Start of Records supplied

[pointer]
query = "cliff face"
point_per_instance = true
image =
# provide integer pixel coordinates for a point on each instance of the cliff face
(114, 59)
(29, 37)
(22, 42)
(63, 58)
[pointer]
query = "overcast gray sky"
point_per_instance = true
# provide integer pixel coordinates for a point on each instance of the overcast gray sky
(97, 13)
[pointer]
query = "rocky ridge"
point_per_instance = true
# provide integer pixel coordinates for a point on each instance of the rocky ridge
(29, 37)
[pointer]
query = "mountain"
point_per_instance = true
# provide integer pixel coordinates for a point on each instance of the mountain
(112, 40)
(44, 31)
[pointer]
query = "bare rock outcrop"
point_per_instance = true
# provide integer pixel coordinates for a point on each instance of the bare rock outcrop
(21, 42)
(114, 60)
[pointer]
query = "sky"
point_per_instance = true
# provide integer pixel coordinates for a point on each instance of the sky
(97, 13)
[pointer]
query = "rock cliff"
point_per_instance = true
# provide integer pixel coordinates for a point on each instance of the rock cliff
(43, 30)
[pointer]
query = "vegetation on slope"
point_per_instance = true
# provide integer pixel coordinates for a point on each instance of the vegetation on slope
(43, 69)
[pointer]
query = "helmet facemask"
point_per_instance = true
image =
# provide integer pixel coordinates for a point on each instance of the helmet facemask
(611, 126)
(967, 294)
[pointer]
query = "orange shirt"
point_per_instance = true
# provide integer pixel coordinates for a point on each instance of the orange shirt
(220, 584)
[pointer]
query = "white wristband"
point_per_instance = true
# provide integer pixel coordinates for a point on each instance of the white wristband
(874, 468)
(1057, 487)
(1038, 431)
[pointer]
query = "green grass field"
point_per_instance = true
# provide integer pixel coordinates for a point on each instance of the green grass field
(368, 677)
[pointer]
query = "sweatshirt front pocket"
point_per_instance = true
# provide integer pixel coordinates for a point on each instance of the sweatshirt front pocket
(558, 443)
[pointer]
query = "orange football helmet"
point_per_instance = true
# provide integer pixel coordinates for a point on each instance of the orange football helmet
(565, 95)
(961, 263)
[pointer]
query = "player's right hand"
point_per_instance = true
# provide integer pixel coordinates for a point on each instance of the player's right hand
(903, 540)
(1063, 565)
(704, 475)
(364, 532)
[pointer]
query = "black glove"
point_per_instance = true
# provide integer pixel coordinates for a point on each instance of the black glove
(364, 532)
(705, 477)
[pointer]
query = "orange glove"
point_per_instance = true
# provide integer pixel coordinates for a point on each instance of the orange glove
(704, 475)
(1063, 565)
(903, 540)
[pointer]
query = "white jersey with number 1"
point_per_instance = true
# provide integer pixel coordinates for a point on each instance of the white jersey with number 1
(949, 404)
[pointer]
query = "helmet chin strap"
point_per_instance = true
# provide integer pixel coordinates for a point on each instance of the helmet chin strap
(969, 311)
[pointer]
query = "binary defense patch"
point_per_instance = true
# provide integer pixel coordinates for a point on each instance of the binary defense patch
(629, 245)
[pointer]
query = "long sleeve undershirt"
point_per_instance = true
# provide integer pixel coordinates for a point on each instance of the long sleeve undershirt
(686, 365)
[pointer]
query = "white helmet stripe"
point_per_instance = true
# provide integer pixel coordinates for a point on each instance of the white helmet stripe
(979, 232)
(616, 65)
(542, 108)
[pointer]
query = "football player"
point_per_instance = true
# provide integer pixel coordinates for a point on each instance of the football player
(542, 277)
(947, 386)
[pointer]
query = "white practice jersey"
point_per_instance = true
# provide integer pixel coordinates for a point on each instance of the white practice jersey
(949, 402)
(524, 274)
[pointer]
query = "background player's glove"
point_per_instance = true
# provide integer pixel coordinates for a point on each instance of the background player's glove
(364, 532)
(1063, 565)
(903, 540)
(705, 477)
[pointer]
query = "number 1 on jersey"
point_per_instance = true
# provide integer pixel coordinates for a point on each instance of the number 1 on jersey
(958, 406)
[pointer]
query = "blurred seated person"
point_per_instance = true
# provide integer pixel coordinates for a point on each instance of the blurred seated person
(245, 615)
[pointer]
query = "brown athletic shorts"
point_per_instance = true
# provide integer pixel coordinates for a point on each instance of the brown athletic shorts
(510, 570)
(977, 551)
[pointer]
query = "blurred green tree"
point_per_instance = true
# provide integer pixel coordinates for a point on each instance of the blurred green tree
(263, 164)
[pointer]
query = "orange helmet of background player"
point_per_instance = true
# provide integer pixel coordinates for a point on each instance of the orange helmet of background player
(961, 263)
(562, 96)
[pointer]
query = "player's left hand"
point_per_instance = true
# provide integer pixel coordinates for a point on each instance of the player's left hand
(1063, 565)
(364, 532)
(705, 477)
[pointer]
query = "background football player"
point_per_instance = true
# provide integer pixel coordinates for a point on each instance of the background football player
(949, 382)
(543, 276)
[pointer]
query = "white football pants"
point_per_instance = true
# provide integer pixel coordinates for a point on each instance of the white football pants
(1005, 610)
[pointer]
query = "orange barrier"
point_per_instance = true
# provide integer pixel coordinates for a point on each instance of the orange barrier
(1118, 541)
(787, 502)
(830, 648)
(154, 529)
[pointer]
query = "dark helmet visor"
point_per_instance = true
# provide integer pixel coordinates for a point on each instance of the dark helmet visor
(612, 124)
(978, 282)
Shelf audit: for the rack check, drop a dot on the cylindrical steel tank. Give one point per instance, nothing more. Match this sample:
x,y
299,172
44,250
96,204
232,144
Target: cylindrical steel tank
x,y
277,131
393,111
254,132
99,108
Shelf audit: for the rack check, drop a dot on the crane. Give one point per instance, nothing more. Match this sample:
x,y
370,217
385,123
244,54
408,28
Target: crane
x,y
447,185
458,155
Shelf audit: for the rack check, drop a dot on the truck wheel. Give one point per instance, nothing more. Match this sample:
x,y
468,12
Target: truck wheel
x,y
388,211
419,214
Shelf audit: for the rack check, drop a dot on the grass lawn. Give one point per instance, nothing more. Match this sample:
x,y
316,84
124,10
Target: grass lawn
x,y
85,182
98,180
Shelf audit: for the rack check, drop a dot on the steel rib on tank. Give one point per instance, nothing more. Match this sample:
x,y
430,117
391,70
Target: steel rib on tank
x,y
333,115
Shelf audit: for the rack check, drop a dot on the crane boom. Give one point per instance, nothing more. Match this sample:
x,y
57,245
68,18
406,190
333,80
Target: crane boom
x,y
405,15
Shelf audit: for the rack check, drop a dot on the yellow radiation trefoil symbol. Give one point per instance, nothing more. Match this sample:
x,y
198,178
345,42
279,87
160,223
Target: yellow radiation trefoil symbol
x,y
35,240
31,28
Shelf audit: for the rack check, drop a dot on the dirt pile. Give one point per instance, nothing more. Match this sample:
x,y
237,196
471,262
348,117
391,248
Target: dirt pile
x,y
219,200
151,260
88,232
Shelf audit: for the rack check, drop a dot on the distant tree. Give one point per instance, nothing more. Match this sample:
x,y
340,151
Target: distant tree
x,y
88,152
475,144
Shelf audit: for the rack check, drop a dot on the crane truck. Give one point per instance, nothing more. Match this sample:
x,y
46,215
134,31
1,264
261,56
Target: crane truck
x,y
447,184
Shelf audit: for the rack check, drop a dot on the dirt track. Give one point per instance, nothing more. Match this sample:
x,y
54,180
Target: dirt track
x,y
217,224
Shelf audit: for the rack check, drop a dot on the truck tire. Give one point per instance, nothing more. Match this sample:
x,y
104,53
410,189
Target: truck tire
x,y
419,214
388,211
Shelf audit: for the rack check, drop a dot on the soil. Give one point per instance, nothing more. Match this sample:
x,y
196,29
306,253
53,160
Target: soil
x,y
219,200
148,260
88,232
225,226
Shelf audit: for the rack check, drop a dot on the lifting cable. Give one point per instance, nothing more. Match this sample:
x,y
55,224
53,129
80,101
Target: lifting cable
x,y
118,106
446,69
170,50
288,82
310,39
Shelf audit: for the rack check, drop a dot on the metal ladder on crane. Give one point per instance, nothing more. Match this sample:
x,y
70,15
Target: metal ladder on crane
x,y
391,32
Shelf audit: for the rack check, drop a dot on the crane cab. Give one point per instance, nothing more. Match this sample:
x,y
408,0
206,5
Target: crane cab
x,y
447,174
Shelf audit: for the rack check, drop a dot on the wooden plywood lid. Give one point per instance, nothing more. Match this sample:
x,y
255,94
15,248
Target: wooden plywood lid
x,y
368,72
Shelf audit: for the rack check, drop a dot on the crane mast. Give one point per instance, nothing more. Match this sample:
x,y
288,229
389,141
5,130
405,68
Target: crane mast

End of Records supplied

## What is expected
Using the listing above, pick out each line that contains the word "mast", then copy it.

## Result for this exercise
Shelf audit: for the rack check, drop a dot on the crane mast. Give one point per instance, nothing more. Match this sample:
Target: crane mast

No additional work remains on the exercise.